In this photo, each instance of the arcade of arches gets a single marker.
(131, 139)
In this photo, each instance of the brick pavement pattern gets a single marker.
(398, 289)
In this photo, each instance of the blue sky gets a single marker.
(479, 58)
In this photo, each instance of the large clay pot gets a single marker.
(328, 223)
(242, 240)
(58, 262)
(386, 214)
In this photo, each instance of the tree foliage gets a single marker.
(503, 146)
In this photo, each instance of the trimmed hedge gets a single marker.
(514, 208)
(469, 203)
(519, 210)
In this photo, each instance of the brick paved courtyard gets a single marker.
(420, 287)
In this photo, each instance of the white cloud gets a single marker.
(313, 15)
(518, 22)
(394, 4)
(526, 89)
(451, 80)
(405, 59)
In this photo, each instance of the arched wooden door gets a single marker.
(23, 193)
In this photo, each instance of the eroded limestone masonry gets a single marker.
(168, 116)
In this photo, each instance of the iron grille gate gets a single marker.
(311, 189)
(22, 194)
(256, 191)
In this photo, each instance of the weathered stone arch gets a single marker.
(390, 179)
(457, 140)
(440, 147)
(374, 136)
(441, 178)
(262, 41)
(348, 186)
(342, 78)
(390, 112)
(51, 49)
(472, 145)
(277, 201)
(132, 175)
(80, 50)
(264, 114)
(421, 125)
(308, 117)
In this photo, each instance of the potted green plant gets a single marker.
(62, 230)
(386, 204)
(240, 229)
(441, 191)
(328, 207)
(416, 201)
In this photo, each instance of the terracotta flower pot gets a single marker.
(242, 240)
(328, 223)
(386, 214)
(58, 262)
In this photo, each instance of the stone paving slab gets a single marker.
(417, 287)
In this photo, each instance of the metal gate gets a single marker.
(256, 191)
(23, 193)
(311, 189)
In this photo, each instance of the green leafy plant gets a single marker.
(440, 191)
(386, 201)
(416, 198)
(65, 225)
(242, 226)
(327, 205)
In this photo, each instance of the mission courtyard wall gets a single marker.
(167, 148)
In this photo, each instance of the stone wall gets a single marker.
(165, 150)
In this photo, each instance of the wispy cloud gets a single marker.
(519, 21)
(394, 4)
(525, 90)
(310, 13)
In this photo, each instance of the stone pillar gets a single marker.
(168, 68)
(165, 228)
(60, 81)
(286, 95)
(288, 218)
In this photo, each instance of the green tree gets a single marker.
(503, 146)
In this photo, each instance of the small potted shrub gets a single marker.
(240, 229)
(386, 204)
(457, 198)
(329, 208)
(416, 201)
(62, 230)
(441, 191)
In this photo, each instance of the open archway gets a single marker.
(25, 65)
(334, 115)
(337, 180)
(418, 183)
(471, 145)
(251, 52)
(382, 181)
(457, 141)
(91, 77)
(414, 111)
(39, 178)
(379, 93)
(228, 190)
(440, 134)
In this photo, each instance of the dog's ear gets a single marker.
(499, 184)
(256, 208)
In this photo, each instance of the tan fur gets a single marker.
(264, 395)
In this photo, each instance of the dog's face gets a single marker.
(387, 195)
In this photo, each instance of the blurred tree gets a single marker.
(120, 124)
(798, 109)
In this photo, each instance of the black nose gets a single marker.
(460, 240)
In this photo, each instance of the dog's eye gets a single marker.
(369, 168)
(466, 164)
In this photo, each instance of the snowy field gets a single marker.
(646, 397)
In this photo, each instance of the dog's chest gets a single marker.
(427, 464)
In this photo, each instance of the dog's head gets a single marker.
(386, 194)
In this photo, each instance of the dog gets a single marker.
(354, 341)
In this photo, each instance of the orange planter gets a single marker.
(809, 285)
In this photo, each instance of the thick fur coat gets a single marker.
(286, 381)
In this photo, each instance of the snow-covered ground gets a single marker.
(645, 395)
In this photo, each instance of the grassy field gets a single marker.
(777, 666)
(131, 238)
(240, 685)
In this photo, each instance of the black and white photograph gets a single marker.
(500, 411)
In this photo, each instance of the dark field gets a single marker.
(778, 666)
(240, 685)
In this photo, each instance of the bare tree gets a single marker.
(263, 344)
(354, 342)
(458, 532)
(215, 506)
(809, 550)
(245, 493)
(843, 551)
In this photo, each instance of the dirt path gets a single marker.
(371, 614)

## WHAT THE EXERCISE ASKS
Each line must be given again exactly as written above.

## WRITTEN RESPONSE
In this photo, each instance of the arcade of arches gets a single marker.
(131, 139)
In this photo, each instance of the brick pavement pattern gets a single marker.
(398, 289)
In this photo, each instance of the blue sky gets a single marker.
(479, 58)
In this photo, each instance of the large clay pot gets a single marker.
(328, 223)
(242, 240)
(58, 262)
(386, 214)
In this photo, each instance of the tree foliage gets a single marker.
(503, 146)
In this photo, each instance of the trimmed hedge gets a single marker.
(514, 208)
(469, 203)
(519, 210)
In this photo, each instance of the brick paved courtyard gets a single marker.
(420, 287)
In this photo, each instance of the white cloud gets a single marker.
(313, 15)
(518, 22)
(394, 4)
(526, 89)
(451, 80)
(405, 59)
In this photo, each instance of the arched wooden door gets a single marker.
(23, 193)
In this photo, each instance of the eroded limestone masonry gets a single marker.
(168, 116)
In this photo, each instance of the iron grille gate gets a single marker.
(311, 189)
(22, 194)
(256, 191)
In this photo, each instance of the weathered stone arch gets a single marker.
(390, 179)
(457, 140)
(440, 147)
(374, 136)
(441, 178)
(262, 41)
(348, 186)
(342, 78)
(390, 112)
(51, 49)
(472, 145)
(277, 201)
(132, 175)
(80, 50)
(264, 114)
(421, 125)
(308, 117)
In this photo, each instance of the potted green plant gets a single marker.
(62, 230)
(386, 204)
(240, 229)
(441, 191)
(328, 207)
(416, 201)
In this photo, each instance of the terracotta flower pot gets a single marker.
(242, 240)
(328, 223)
(386, 214)
(58, 262)
In this photo, each instance of the stone paving slab gets a single marker.
(417, 287)
In this photo, each instance of the metal gate gets a single marker.
(256, 191)
(23, 193)
(311, 189)
In this photo, each instance of the green leafy plant gets a single marker.
(440, 191)
(386, 201)
(416, 198)
(65, 225)
(242, 226)
(327, 205)
In this photo, each instance of the mission courtyard wall gets a single marker.
(167, 148)
In this photo, each instance of the stone wall gets a single marker.
(165, 150)
In this photo, each instance of the wispy cloud gets a single marker.
(519, 21)
(394, 4)
(525, 90)
(310, 13)
In this photo, each instance of the stone pillar gets a single marker.
(168, 68)
(165, 228)
(60, 81)
(286, 95)
(288, 218)
In this photo, each instance of the green tree gets a single marker.
(503, 146)
In this photo, each instance of the small potted shrub gets a single marker.
(240, 229)
(386, 204)
(457, 198)
(329, 208)
(416, 201)
(62, 230)
(441, 191)
In this photo, each instance of the open archway gets a single marker.
(25, 65)
(334, 115)
(337, 180)
(418, 183)
(471, 145)
(251, 52)
(382, 181)
(457, 141)
(91, 77)
(414, 111)
(39, 178)
(379, 93)
(228, 190)
(440, 134)
In this photo, each instance of the dog's ear gets a single marker.
(499, 184)
(256, 208)
In this photo, each instance of the tan fur gets a single marker.
(264, 395)
In this photo, each instance of the dog's face gets a single marker.
(387, 195)
In this photo, each instance of the blurred tree gets a single marker.
(120, 124)
(798, 109)
In this photo, each instance of the black nose gets a single marker.
(460, 240)
In this photo, each instance of the dog's eye gets a single marker.
(369, 168)
(466, 164)
In this photo, each instance of the snowy field gets a single marker.
(646, 397)
In this photo, each instance of the dog's chest gets a single marker.
(427, 464)
In this photo, each instance of the dog's head gets a single marker.
(386, 194)
In this photo, each instance of the dog gets a single marker.
(354, 341)
In this photo, each instance of the orange planter gets a single marker.
(809, 285)
In this photo, each instance of the thick fur coat gets a single marker.
(286, 381)
In this photo, each instance of the snow-covered ground gets a single marker.
(645, 395)
In this photo, each instance of the grassy field gets a single marker.
(777, 666)
(131, 238)
(240, 685)
In this photo, each instance of the black and white photograph gets a single marker.
(500, 411)
In this photo, each instance of the dark field gets a single marker.
(778, 666)
(240, 685)
In this photo, each instance of the bare tree gets a single marker.
(263, 344)
(354, 342)
(458, 532)
(215, 506)
(809, 550)
(245, 493)
(843, 551)
In this photo, each instance of the dirt path gets a single marker.
(371, 614)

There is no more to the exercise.